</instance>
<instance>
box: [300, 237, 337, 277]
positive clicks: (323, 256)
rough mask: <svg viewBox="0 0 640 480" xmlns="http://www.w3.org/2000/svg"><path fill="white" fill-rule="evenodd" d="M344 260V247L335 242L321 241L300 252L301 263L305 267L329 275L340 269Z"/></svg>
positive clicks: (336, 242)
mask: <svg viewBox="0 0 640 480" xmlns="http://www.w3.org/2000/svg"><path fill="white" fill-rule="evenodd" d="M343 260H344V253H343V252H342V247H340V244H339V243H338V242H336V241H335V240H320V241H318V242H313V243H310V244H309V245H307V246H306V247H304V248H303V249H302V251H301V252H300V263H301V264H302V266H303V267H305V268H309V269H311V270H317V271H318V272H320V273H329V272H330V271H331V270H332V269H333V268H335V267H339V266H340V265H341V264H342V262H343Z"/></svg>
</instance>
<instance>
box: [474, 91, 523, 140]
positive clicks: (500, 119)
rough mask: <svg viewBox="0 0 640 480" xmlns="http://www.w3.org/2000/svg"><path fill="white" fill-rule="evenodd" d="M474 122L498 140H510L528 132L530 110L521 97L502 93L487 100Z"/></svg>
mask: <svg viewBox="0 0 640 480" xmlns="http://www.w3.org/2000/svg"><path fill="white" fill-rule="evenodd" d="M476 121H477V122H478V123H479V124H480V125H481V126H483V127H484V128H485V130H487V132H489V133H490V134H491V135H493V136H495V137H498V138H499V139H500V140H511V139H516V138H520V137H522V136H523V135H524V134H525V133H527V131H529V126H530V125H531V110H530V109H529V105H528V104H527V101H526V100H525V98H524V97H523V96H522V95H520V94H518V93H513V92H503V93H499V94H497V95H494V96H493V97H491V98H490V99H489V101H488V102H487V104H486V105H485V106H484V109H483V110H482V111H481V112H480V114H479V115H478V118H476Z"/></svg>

====

● **The problem**: Reproduce every item above word for word, with nothing changed.

● **Expected answer**:
</instance>
<instance>
box: [300, 237, 337, 277]
positive clicks: (323, 256)
rough mask: <svg viewBox="0 0 640 480" xmlns="http://www.w3.org/2000/svg"><path fill="white" fill-rule="evenodd" d="M344 260V247L335 242L321 241L300 252L301 263L305 267L329 275L340 269Z"/></svg>
positive clicks: (336, 242)
mask: <svg viewBox="0 0 640 480" xmlns="http://www.w3.org/2000/svg"><path fill="white" fill-rule="evenodd" d="M343 260H344V253H343V252H342V247H340V244H339V243H338V242H336V241H335V240H320V241H318V242H313V243H310V244H309V245H307V246H306V247H304V248H303V249H302V251H301V252H300V263H301V264H302V266H303V267H305V268H309V269H311V270H317V271H318V272H320V273H329V272H330V271H331V270H332V269H333V268H335V267H339V266H340V265H341V264H342V262H343Z"/></svg>
</instance>
<instance>
box: [474, 91, 523, 140]
positive clicks: (500, 119)
rough mask: <svg viewBox="0 0 640 480" xmlns="http://www.w3.org/2000/svg"><path fill="white" fill-rule="evenodd" d="M474 122L498 140H510L528 132L530 110L521 97L502 93L487 100Z"/></svg>
mask: <svg viewBox="0 0 640 480" xmlns="http://www.w3.org/2000/svg"><path fill="white" fill-rule="evenodd" d="M476 121H477V122H478V123H479V124H480V125H481V126H483V127H484V128H485V130H487V132H489V133H490V134H491V135H493V136H495V137H498V138H499V139H500V140H511V139H516V138H520V137H522V136H523V135H524V134H525V133H527V131H529V126H530V125H531V110H530V109H529V105H528V104H527V101H526V100H525V98H524V97H523V96H522V95H520V94H518V93H513V92H503V93H499V94H497V95H494V96H493V97H491V98H490V99H489V101H488V102H487V104H486V105H485V106H484V109H483V110H482V111H481V112H480V114H479V115H478V118H476Z"/></svg>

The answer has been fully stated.